_Extrait du texte_
"""
La petite histoire des mots
Santé

En attendant que la justice statue sur sa demande de mise en liberté, l’ancien président français Nicolas Sarkozy reste enfermé, sous bonne garde, dans une cellule spécialement aménagée pour lui dans la prison parisienne de la Santé. Mais pourquoi cet austère établissement pénitentiaire bâti au XIXe siècle porte-t-il un nom qui évoque le bien-être physique et mental ?
Un peu d’histoire ! Le nom de la « Prison de la Santé » est un héritage de la « rue de la Santé » sur laquelle elle fut construite, en 1867, selon des normes très modernes pour l’époque. La rue, quant à elle, tenait son nom d’un « Enclos de la Santé » destinés à accueillir… des pestiférés ! Il avait été bâti au XIIIe siècle sur l’ordre de Marguerite de Provence, reine de France et veuve de St-Louis. D’autres établissements furent ensuite construits dans le quartier, pour y accueillir des malades, notamment après la pandémie de peste de 1606.
Venons-en maintenant à l’étymologie du mot « santé » qui désigne l’état de fonctionnement normal et régulier, sur le plan physiologique, d’un organisme vivant, notamment pour les êtres humains. Il nous vient en droite ligne du latin « sanitas » qui veut dire « santé du corps et de l’esprit ». Ce mot latin est lui-même issu de « sanus », qui signifie « sain » ou « bien portant ». Ce terme a traversé les siècles, sous différentes formes, selon les époques.
"""
_Données fournies_
"""
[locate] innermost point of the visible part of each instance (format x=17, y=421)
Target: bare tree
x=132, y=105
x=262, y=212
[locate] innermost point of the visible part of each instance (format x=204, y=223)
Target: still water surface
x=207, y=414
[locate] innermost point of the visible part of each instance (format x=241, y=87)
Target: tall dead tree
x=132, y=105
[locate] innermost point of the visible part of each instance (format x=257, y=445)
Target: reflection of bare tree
"""
_Exercices proposés_
• 1. Recopiez fidèlement le passage du texte sur le mot « santé » compris entre « Un peu d’histoire » et « peste de 1606. », ces deux extrémités incluses.
• 2. Présentez sous forme de tableau Markdown, avec les colonnes « Numéro » et « Ligne », uniquement les lignes des enregistrements allant de celle qui contient « (format x=257, y=445) » jusqu'à la fin des enregistrements, bornes incluses. Omettez les lignes vides.

_Corrigé_
• 1.
Un peu d’histoire ! Le nom de la « Prison de la Santé » est un héritage de la « rue de la Santé » sur laquelle elle fut construite, en 1867, selon des normes très modernes pour l’époque. La rue, quant à elle, tenait son nom d’un « Enclos de la Santé » destinés à accueillir… des pestiférés ! Il avait été bâti au XIIIe siècle sur l’ordre de Marguerite de Provence, reine de France et veuve de St-Louis. D’autres établissements furent ensuite construits dans le quartier, pour y accueillir des malades, notamment après la pandémie de peste de 1606.

• 2.
| Numéro | Ligne |
|---|---|
| 1 | [locate] innermost point of the visible part of each instance (format x=257, y=445) |
| 2 | Target: reflection of bare tree |